*AIM*:
The records that follow are to be repeated exactly, with the pictures removed.
— start of SOURCE RECORDS —
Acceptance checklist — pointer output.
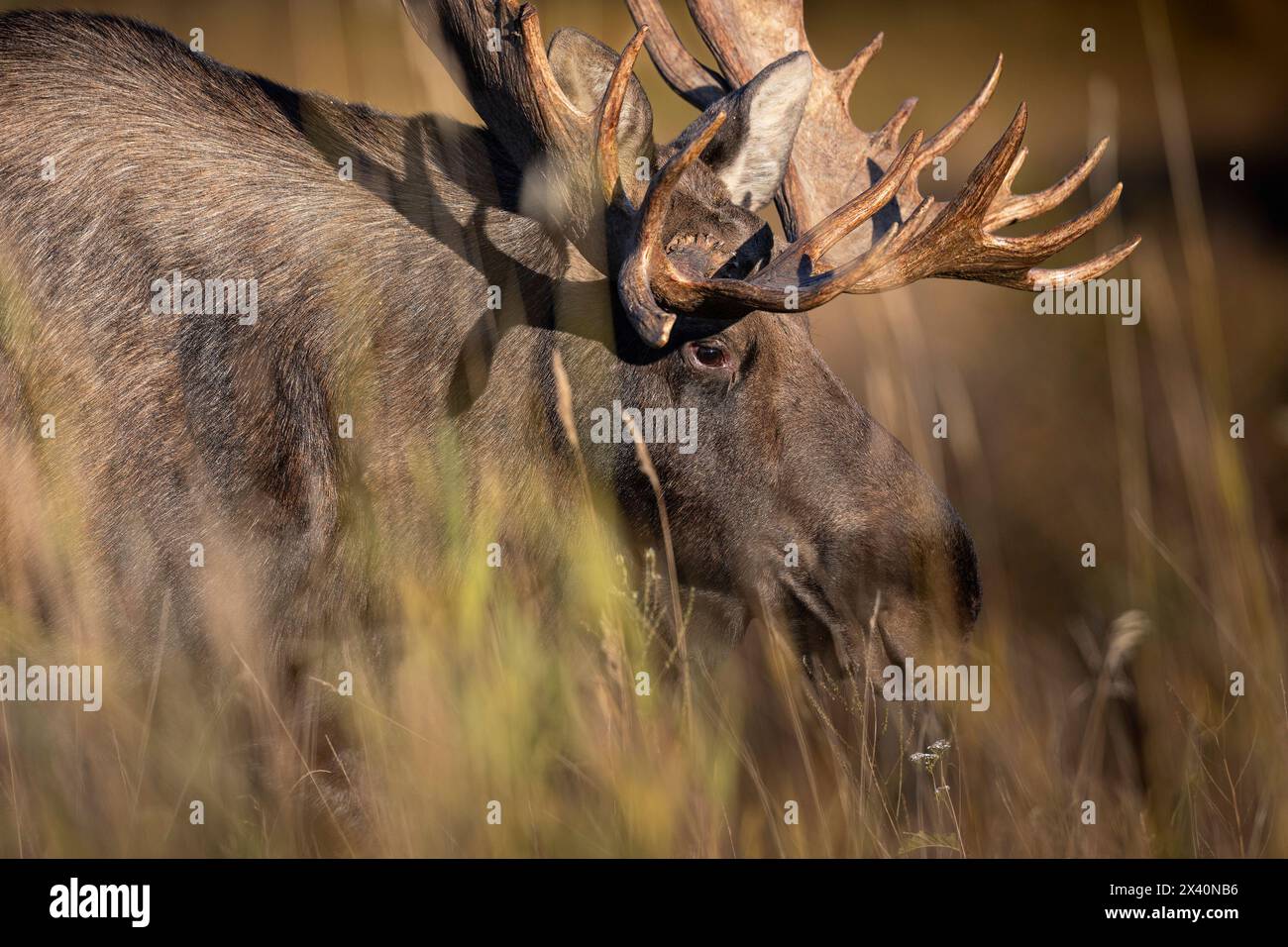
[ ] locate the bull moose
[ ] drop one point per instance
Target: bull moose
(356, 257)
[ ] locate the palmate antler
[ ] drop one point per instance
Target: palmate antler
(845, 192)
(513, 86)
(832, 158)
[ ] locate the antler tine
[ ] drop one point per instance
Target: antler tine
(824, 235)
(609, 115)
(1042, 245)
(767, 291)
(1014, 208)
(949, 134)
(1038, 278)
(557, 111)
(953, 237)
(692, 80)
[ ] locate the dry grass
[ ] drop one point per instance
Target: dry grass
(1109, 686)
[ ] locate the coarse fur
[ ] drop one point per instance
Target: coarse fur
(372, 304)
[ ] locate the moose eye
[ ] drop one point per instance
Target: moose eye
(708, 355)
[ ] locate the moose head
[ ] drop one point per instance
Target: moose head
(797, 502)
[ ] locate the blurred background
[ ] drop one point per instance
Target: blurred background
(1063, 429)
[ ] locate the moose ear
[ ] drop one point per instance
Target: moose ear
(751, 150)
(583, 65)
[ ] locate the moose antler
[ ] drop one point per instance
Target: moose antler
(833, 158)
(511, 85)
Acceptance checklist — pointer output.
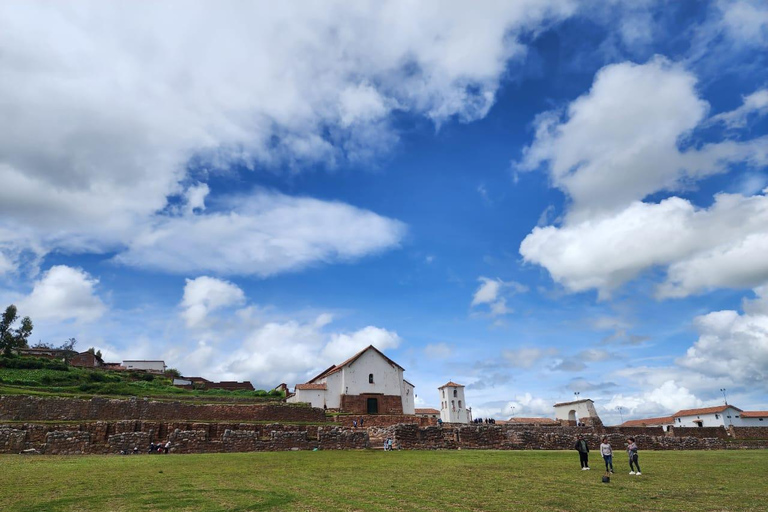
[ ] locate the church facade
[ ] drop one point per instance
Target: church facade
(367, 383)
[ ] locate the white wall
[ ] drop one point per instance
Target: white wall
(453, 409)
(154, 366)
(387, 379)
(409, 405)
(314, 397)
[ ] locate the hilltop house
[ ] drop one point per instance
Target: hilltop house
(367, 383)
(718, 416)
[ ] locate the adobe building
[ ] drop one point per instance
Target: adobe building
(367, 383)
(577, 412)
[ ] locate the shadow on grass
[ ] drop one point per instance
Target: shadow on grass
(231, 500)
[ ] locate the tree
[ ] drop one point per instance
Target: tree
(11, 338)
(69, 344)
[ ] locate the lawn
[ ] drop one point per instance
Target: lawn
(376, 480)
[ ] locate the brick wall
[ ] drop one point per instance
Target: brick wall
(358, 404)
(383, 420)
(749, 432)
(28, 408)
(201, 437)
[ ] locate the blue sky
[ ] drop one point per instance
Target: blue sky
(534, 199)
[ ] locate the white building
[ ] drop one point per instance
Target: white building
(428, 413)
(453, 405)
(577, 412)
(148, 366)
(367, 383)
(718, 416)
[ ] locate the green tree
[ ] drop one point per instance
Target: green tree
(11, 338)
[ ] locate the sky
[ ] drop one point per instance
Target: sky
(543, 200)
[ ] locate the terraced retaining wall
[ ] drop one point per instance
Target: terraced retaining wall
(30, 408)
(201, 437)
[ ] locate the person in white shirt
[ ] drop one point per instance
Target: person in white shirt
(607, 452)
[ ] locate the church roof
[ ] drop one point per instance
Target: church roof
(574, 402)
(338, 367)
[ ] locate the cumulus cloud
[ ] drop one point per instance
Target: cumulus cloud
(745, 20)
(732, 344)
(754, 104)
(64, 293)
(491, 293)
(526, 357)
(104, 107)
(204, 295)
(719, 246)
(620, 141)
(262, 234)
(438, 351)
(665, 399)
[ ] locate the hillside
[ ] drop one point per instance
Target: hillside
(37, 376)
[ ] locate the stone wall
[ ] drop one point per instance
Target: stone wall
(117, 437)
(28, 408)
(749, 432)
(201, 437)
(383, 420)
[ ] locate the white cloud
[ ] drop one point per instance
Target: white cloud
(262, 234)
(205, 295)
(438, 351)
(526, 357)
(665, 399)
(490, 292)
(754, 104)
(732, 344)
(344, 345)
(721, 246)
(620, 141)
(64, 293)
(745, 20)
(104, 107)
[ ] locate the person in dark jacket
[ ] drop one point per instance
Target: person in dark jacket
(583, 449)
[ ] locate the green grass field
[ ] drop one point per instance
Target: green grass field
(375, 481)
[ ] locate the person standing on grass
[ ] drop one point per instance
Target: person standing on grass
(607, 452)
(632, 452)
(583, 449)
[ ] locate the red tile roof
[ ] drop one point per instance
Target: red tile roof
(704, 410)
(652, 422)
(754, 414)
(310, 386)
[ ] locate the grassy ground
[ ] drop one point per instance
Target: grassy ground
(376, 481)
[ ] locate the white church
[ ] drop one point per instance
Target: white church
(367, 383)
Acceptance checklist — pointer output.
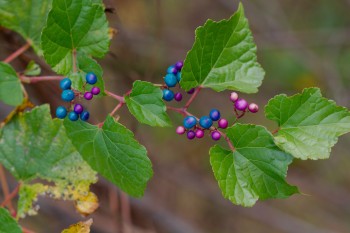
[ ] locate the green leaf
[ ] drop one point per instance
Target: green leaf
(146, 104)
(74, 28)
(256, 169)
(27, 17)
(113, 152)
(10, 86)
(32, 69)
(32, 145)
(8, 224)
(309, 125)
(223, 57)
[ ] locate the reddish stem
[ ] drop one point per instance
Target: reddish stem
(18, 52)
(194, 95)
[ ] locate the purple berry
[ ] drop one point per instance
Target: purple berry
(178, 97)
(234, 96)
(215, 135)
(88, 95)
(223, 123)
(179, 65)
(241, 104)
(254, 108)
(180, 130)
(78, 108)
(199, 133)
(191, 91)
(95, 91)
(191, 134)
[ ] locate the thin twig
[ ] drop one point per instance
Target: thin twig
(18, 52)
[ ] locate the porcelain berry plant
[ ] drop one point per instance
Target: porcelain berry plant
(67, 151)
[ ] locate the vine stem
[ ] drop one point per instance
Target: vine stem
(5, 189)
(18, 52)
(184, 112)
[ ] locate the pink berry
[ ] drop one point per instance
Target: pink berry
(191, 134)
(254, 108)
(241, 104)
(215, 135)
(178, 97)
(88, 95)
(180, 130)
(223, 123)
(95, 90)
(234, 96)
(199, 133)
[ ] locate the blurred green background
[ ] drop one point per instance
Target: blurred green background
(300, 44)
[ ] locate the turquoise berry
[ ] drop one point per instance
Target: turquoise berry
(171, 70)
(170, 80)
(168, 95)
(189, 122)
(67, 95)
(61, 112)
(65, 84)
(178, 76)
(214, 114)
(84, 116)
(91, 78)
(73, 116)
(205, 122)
— end of SOURCE RECORDS —
*RIGHT ANSWER*:
Acceptance checklist — pointer output.
[ ] locate the bull moose
[ ] drop one point per instance
Target: bull moose
(356, 257)
[ ] locate the palmate antler
[ ] drop one point per instance
Target: palmate antler
(845, 192)
(513, 86)
(832, 158)
[ ] locate the antler tine
[ ] drop one point per instance
Target: antler tine
(824, 235)
(609, 115)
(1042, 245)
(767, 291)
(1014, 208)
(949, 134)
(1038, 278)
(557, 111)
(953, 237)
(692, 80)
[ ] locate the dry grass
[ ] drop one point per instance
Target: dry grass
(1109, 686)
[ ] locate the coarse fur
[ ] drop one point per instance
Target: coarse fur
(372, 304)
[ ] locate the moose eye
[ ] drop one point per instance
Target: moose eye
(708, 355)
[ ] locate the moose head
[ ] drop one point per instance
Target: moose head
(797, 502)
[ ] locate the blurred background
[ ] drop one point per instance
Target: blurred background
(1063, 429)
[ ] locate the moose ear
[ ] drop one point per instance
Target: moose ear
(751, 150)
(583, 65)
[ ] locate the moose antler
[ ] drop one point per instance
Target: moose antler
(833, 158)
(511, 85)
Acceptance checklist — pointer output.
[ ] locate the church facade
[ ] drop one point per instance
Target: church facade
(367, 383)
[ ] locate the white wall
[ ] drop one point per instance
Target: white wall
(453, 409)
(154, 366)
(387, 379)
(409, 405)
(314, 397)
[ ] locate the hilltop house
[ ] drop one point per instance
Target: hilltop house
(367, 383)
(718, 416)
[ ] locate the adobe building
[ ] drop one point per instance
Target: adobe building
(367, 383)
(577, 412)
[ ] locate the shadow on grass
[ ] drop one point per instance
Target: shadow on grass
(231, 500)
[ ] locate the tree
[ ] drop one point per instance
Target: tree
(11, 338)
(69, 344)
[ ] locate the lawn
[ ] drop one point per instance
Target: lawn
(376, 480)
[ ] locate the brick wall
[ ] drop one point per instance
Target: brick wall
(358, 404)
(383, 420)
(749, 432)
(28, 408)
(201, 437)
[ ] locate the blue sky
[ ] drop one point per instance
Target: blue sky
(534, 199)
[ ] locate the white building
[ ] drop one point per instance
Target: white building
(428, 413)
(453, 405)
(577, 412)
(148, 366)
(367, 383)
(718, 416)
[ ] locate the green tree
[ ] drop one point per instance
Target: green tree
(11, 338)
[ ] locate the sky
[ ] drop one point per instance
Target: sky
(543, 200)
[ ] locate the terraced retaining wall
[ ] drop one point per instance
Target: terraced retaining wall
(30, 408)
(201, 437)
[ ] locate the person in white shirt
[ ] drop one point per instance
Target: person in white shirt
(607, 452)
[ ] locate the church roof
[ ] drop one point per instance
Target: church roof
(574, 402)
(338, 367)
[ ] locate the cumulus cloud
[ ] drop one point per instance
Target: cumulus cloud
(745, 20)
(732, 344)
(754, 104)
(64, 293)
(491, 293)
(526, 357)
(104, 107)
(204, 295)
(719, 246)
(620, 141)
(262, 234)
(438, 351)
(665, 399)
[ ] locate the hillside
[ ] drop one point per instance
Target: hillside
(37, 376)
[ ] locate the stone wall
[ ] drop one point per instance
Target: stone wall
(117, 437)
(28, 408)
(749, 432)
(201, 437)
(383, 420)
[ ] locate the white cloud
[ ] drop one point per instance
Target: white cloud
(262, 234)
(205, 295)
(438, 351)
(526, 357)
(665, 399)
(490, 292)
(754, 104)
(732, 344)
(344, 345)
(721, 246)
(620, 141)
(64, 293)
(745, 20)
(104, 107)
[ ] locate the person in dark jacket
[ ] drop one point per instance
Target: person in dark jacket
(583, 449)
[ ] locate the green grass field
[ ] drop one point per instance
Target: green grass field
(375, 481)
[ ] locate the person standing on grass
[ ] drop one point per instance
Target: person standing on grass
(607, 452)
(632, 452)
(583, 449)
[ ] locate the red tile roof
[ ] drop one point per instance
Target: red tile roof
(704, 410)
(652, 422)
(754, 414)
(310, 386)
[ ] locate the grassy ground
[ ] drop one point per instance
Target: grassy ground
(376, 481)
[ ] locate the white church
[ ] drop one point per instance
Target: white church
(367, 383)
Acceptance checklist — pointer output.
[ ] locate the green leaf
[ ] drop one point per instance
Target: green leaf
(146, 104)
(74, 28)
(256, 169)
(27, 17)
(113, 152)
(10, 86)
(32, 69)
(32, 145)
(8, 224)
(309, 125)
(223, 57)
[ ] locate the reddish stem
[ ] drop one point per instance
Target: reddish stem
(18, 52)
(194, 95)
[ ] locate the purple berry
[ ] drop one point per instance
Target: purple berry
(178, 97)
(234, 96)
(215, 135)
(88, 95)
(223, 123)
(179, 65)
(241, 104)
(254, 108)
(180, 130)
(78, 108)
(199, 133)
(191, 91)
(95, 91)
(191, 134)
[ ] locate the thin twig
[ ] drop one point per instance
Target: thin twig
(18, 52)
[ ] locate the porcelain berry plant
[ ] drop one point per instance
Target: porcelain berry plant
(67, 151)
[ ] locate the vine stem
[ ] drop one point per instance
Target: vine stem
(5, 189)
(18, 52)
(184, 112)
[ ] locate the pink berry
[ ] drop one point per instance
Target: pink berry
(191, 134)
(254, 108)
(241, 104)
(215, 135)
(178, 97)
(88, 95)
(180, 130)
(223, 123)
(95, 90)
(234, 96)
(199, 133)
[ ] locate the blurred green background
[ ] drop one point per instance
Target: blurred green background
(300, 44)
[ ] locate the turquoise berry
[ ] drop one point per instance
Target: turquoise berry
(171, 70)
(170, 80)
(168, 95)
(189, 122)
(67, 95)
(61, 112)
(65, 84)
(178, 76)
(214, 114)
(84, 116)
(91, 78)
(73, 116)
(205, 122)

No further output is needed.